◆ Exercise instructions
Copy each line of the data below exactly, leaving out pictures.

◆ Data rows
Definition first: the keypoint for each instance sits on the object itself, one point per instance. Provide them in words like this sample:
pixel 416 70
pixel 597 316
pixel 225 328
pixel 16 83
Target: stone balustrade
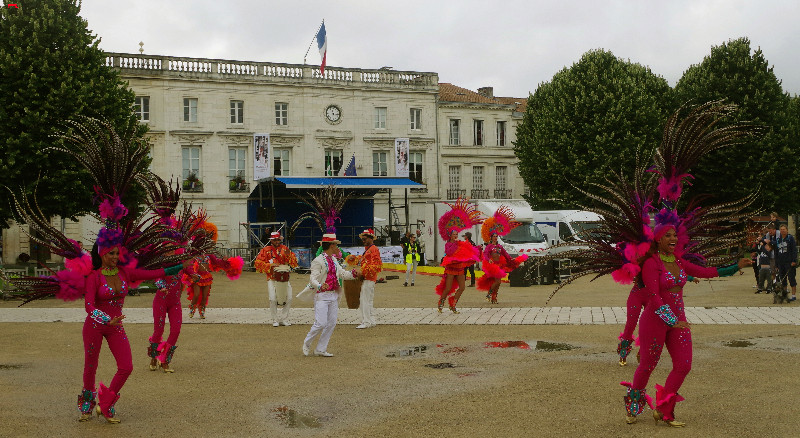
pixel 222 69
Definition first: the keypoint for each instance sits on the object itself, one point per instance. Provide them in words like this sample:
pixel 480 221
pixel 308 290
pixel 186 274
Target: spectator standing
pixel 421 244
pixel 786 259
pixel 765 256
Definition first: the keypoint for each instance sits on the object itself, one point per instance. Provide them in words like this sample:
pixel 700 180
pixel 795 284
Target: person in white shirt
pixel 325 275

◆ Answer to the task
Definition first: the keypoint for each instance sits on the object itself, one point per instance. Provide them in words like this sample:
pixel 416 70
pixel 597 316
pixel 225 328
pixel 16 83
Target: stone balustrade
pixel 222 69
Definition first: the keypoint for each instance sits on the object itself, one point per instance. Provide them in words like this sample:
pixel 480 221
pixel 308 290
pixel 186 274
Target: spectator standing
pixel 421 244
pixel 786 259
pixel 765 256
Definition first: the keypoint for each instance sits on the object itself, one point per instance. Provide them in words like this sample:
pixel 700 180
pixel 795 284
Target: person in white shirt
pixel 325 275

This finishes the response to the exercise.